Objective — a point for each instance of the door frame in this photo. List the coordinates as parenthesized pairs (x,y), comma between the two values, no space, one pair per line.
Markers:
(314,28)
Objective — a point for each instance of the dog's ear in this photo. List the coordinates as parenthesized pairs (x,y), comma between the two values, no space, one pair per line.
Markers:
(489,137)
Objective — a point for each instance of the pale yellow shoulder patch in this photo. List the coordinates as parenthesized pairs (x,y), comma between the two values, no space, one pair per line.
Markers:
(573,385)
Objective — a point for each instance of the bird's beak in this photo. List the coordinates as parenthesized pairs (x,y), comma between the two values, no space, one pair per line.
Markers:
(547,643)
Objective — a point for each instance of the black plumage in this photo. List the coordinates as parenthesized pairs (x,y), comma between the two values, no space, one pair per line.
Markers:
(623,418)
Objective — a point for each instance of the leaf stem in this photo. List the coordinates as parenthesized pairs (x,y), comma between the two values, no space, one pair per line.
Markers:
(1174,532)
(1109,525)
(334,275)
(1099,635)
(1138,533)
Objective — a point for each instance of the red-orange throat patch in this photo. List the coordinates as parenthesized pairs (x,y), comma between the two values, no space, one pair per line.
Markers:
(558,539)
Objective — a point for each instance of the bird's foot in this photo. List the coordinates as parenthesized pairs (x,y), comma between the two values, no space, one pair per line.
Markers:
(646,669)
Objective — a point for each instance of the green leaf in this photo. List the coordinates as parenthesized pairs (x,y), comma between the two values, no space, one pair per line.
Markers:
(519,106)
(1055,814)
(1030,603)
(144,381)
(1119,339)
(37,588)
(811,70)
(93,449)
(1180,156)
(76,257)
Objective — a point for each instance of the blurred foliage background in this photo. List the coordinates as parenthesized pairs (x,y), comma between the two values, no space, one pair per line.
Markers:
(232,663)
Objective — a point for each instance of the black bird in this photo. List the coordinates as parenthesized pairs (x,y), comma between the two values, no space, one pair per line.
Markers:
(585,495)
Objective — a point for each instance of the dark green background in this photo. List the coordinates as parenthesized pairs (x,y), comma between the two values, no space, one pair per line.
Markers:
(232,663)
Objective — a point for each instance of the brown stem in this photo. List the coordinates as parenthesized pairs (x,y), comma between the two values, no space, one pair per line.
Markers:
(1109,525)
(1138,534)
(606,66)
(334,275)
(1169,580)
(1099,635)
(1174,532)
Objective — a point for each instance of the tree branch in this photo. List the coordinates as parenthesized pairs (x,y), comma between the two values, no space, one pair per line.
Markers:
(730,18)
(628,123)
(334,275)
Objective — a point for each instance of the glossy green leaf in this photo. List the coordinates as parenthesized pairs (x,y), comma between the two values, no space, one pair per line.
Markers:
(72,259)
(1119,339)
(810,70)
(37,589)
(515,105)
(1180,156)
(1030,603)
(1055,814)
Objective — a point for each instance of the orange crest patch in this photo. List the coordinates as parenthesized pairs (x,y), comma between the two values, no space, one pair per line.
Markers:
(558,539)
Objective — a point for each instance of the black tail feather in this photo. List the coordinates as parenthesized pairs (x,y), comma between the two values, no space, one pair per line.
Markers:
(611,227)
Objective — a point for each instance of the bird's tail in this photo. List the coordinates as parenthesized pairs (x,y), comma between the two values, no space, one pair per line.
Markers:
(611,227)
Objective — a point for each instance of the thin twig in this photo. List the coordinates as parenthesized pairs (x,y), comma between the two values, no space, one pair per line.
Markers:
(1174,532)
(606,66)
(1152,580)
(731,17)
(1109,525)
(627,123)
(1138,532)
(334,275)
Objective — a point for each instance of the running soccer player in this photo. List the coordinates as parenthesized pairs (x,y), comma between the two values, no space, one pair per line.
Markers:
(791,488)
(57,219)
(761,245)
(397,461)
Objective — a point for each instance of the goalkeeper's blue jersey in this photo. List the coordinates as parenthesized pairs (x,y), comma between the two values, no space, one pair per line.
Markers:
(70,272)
• • •
- Instruction: Rewrite the listing from the line containing "Objective — a point for each instance of the thin" through its end, swapping "Markers" for "Points" and leaving everything else unchanged.

- Answer below:
Objective — a point for each instance of the thin twig in this photo. List the coordinates as parenthesized pairs (x,y), comma between the two values, no space, one pair per line.
Points:
(1174,532)
(606,66)
(1152,580)
(731,17)
(1109,525)
(627,123)
(1138,532)
(334,275)
Objective — a point for each instance of the running soccer player in this photo. List the coordinates as parenthesized pairs (x,y), comma between the two values, no space, one pair per line.
Points:
(791,488)
(57,219)
(761,245)
(397,461)
Objective — a point for each instance of the goalkeeper's blue jersey in this photo. List the coordinates as parenthesized pairs (x,y), comma between the two values, no space, one pair per line.
Points:
(70,272)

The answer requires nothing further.